### WORK ITEM
Set the records down again. Match every line exactly.
:: GIVEN RECORDS ::
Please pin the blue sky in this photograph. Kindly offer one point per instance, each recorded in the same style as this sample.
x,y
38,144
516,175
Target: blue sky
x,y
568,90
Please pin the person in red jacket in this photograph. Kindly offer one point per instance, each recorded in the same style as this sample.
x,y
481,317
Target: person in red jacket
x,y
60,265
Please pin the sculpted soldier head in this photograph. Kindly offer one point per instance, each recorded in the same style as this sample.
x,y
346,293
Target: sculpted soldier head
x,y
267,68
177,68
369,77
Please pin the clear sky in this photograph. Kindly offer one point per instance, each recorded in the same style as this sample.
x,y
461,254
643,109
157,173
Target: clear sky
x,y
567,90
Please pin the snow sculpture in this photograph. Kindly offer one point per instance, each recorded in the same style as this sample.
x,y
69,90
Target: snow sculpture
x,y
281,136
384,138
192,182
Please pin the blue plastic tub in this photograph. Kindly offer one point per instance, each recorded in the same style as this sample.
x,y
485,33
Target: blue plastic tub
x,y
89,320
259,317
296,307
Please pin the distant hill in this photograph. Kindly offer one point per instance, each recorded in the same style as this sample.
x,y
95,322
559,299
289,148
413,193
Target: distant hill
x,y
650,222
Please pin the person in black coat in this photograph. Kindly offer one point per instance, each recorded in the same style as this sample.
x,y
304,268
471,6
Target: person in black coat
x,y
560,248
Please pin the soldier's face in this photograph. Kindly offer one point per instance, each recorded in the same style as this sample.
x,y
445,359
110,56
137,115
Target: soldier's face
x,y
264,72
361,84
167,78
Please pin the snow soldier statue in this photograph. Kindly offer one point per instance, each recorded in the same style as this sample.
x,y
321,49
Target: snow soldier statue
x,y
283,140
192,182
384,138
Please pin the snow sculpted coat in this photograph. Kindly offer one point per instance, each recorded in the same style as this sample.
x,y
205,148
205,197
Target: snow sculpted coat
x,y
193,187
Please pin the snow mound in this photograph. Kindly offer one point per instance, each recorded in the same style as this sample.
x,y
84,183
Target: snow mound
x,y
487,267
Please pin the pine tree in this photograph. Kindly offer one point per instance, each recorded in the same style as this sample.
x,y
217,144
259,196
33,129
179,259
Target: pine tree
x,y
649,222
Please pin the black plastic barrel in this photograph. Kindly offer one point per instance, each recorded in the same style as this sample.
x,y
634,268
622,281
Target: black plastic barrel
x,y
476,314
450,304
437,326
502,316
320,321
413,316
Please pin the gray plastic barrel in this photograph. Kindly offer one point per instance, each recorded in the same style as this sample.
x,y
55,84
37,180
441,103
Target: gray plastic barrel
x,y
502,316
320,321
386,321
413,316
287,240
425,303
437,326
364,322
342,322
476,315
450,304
:::
### RESPONSE BELOW
Please pin the blue sky in this photograph. Kindly offer one point per instance, each recorded in the same style as this sample.
x,y
38,144
516,175
Target: blue sky
x,y
568,90
Please pin the person in red jacket in this photograph. Kindly offer one point per instance, each recorded in the same style as this sample.
x,y
481,317
Target: person in red jacket
x,y
60,265
Please pin the sculpted soldier head in this photograph. Kindly offer one point per instance, each recorded in the same style as this sample.
x,y
346,293
Target: sculpted soldier head
x,y
267,68
177,68
369,77
Please pin the clear sky in this photograph. Kindly offer one point per instance, each recorded in the same style as this sample.
x,y
461,254
643,109
157,173
Target: clear sky
x,y
567,90
Please pin the snow sculpture in this photograph. Kindly offer one point per instance, each recorded in the same style as this sample.
x,y
69,90
Target: snow sculpture
x,y
281,136
384,138
192,182
Please pin the blue plastic tub in this photograph. Kindly offer one point per instance, each recorded in the same style as this sample.
x,y
485,33
Target: blue plastic tub
x,y
89,320
259,317
296,307
Please pin the distant hill in this photograph. Kindly offer one point per instance, each recorded in the same style as this sample.
x,y
95,322
559,299
289,148
413,193
Target: distant hill
x,y
650,222
Please pin the person in black coat in this photograph. Kindly offer one point per instance, each recorded in the same style as this sample.
x,y
304,268
471,6
Target: person in black coat
x,y
560,248
Please pin the soldier's face in this photograph. Kindly offer one point per instance, each recorded in the same style as this sample.
x,y
445,359
110,56
137,115
Target: soldier's face
x,y
264,72
361,84
167,78
Please pin the snow soldier statue in this photograph. Kindly offer one point per instance, each recorded in the same style as this sample.
x,y
321,49
Target: snow soldier statue
x,y
283,140
192,182
384,138
Please pin the snow sculpted coat in this photograph. Kindly offer one point per instance, each recorded in the same style as this sample.
x,y
205,148
205,197
Target: snow sculpted coat
x,y
193,187
Please pin the snow mound in this photograph. Kindly offer one point per instance, each recorded in the same style as this sample.
x,y
84,183
Target: snow mound
x,y
487,267
Please pin the pine tree in this photograph. Kindly offer one point per instance, each recorded in the same style as this sample.
x,y
217,144
259,196
33,129
179,259
Target: pine tree
x,y
649,222
Please pin the black plastic barrel in this photograph. Kindly offer one point per instance, each recorded in the same style as this sample.
x,y
634,268
622,281
Target: black plastic barrel
x,y
476,314
450,304
437,326
502,316
320,321
413,316
Please pin the gray plastic barrel in this photograph. Kindly offer one point per instance, each recorded in the same style as this sample.
x,y
55,84
37,180
441,103
Target: gray plastic barrel
x,y
502,316
320,321
386,321
413,316
287,240
425,303
437,326
364,322
342,322
476,315
450,304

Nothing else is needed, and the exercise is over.